[Entries for labeling bounding boxes]

%%

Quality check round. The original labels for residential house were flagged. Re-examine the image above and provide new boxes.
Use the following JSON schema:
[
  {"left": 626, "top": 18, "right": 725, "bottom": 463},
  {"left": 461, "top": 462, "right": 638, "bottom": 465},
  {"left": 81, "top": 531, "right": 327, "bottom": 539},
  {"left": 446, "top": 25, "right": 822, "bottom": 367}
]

%%

- GIVEN EXERCISE -
Set out every one of the lines above as a numbered list, omitting any blank lines.

- EXPECTED ANSWER -
1. Quality check round. The original labels for residential house were flagged. Re-examine the image above and provide new boxes.
2. Use the following JSON schema:
3. [
4.   {"left": 626, "top": 18, "right": 725, "bottom": 463},
5.   {"left": 461, "top": 462, "right": 638, "bottom": 465},
6.   {"left": 81, "top": 531, "right": 327, "bottom": 539},
7.   {"left": 446, "top": 25, "right": 822, "bottom": 367}
8. ]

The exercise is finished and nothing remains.